The long-standing inverse relationship between education and mortality strengthened substantially late in the twentieth century. In 2000, college-educated 25-year olds could expect to live seven years longer than their peers with less schooling. In Explaining the Rise in Educational Gradients in Mortality (NBER Working Paper No. 15678), co-authors David Cutler, Fabian Lange, Ellen Meara, Seth Richard, and Christopher Ruhm investigate the extent to which behavioral risk factors, such as smoking and obesity, may explain how and why education-related disparities in mortality rates changed between the early 1970s and the end of the twentieth century.

The authors report several important facts about recent mortality trends. First, even after one controls for smoking and body weight, the college-educated have lower expected mortality rates than their less educated peers. This differential increased from 12 percent to 25 percent for men and from 9 percent to 20 percent for women between 1971 and 2000. Second, current smoking is associated with a much larger increase in mortality rates than other risk factors, and the adverse effects of smoking on mortality may have actually increased over time. Severe obesity raises mortality risk, too.

Third, although higher levels of mortality among the less educated are due in part to higher rates of smoking and obesity, the trends in smoking and obesity explain little if any of the relative increase in mortality for the less educated over the last three decades. The mortality gap between males with and without a college degree rose 21 percentage points during that time, while the authors estimate that differential changes in smoking and obesity would have led to a 4 or 5 point decrease. For women, patterns of smoking and obesity only can explain approximately 3 points out of the 42 percentage point increase.

Record extracts:
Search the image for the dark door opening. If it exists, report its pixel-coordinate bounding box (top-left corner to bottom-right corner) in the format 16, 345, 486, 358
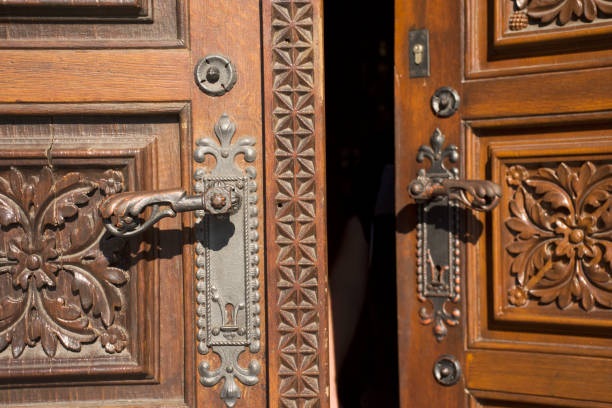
324, 1, 399, 408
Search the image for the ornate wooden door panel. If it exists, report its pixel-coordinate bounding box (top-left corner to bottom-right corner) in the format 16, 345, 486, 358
0, 0, 328, 407
396, 0, 612, 407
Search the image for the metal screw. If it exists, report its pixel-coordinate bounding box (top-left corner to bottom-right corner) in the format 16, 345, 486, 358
206, 67, 221, 84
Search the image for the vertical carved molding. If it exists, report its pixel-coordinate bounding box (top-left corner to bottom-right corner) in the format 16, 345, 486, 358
264, 0, 328, 408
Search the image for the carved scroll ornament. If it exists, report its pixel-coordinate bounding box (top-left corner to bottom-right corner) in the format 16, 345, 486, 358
511, 0, 612, 29
0, 167, 129, 358
505, 162, 612, 311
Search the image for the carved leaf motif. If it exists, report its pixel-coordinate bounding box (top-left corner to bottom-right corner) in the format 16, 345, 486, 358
515, 0, 612, 25
0, 167, 129, 358
505, 162, 612, 311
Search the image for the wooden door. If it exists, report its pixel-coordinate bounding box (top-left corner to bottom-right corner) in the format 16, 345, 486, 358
395, 0, 612, 407
0, 0, 328, 408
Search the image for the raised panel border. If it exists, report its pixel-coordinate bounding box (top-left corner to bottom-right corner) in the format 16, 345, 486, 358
0, 0, 154, 23
463, 111, 612, 357
0, 0, 189, 50
464, 0, 612, 79
0, 102, 195, 408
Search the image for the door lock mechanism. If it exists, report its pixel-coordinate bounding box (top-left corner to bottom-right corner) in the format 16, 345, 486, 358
100, 115, 261, 407
408, 29, 429, 78
408, 129, 502, 341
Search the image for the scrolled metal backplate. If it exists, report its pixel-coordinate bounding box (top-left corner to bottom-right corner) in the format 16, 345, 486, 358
194, 115, 261, 407
411, 129, 461, 341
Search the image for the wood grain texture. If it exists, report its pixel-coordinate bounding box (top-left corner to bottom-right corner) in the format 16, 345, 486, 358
396, 1, 612, 407
0, 50, 192, 103
465, 351, 612, 402
0, 0, 142, 7
395, 0, 467, 408
189, 0, 268, 408
0, 104, 190, 406
264, 0, 329, 408
465, 0, 612, 78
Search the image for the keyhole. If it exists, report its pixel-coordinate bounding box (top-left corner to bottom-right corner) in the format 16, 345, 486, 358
225, 303, 234, 326
412, 44, 425, 65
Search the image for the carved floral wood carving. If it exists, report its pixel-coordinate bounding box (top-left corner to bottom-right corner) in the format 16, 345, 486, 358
272, 0, 321, 407
510, 0, 612, 30
0, 167, 129, 358
505, 162, 612, 311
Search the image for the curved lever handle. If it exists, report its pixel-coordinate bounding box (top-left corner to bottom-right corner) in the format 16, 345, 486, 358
408, 129, 502, 342
100, 183, 241, 237
408, 177, 502, 212
408, 129, 502, 211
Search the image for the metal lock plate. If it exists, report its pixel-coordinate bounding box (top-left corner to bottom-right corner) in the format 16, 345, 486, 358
408, 29, 429, 78
431, 86, 461, 118
194, 55, 238, 96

Task 1:
According to the passage on education and mortality, how much longer could college-educated 25-year-olds expect to live in 2000 than their peers with less schooling?
Task 2:
Extend the passage on education and mortality, picking up after its final sentence.

Exercise response 1:
Seven years longer.

Exercise response 2:
Finally, the authors examine deaths from cardiovascular diseases (CVD) and cancer, the two most important sources of mortality in the United States. Both sources of mortality are influenced by behavioral risks such as smoking and obesity. The authors find that changes in cancer mortality play a key role in explaining the trends in the educational gradients in total mortality, but they find little evidence that changing risk profiles explain the widening in the education mortality gradient. Instead, changing returns to education and to various behavioral risk factors have favored the more educated. Thus, it is the return to education, conditional on health behaviors, that is important. The mortality returns to risk factors and, conditional on risk factors, the return to education, have grown over time for reasons that are not yet understood.

There are several possible explanations for these findings. One is that the highly educated have better access to medical care and better adherence rates to prescribed regimes. Another is that environmental and geographically-based risks may have declined more over time for the highly educated. But these results do not imply that improvements in the health-related lifestyles of the less educated would yield no benefits - they suggest that reducing smoking, obesity, hypertension, and elevated cholesterol should have resulted in reduced mortality. However, the results suggest that even the complete elimination of disparities in behavioral risks across education groups would be unlikely to do away with education-differentials in mortality.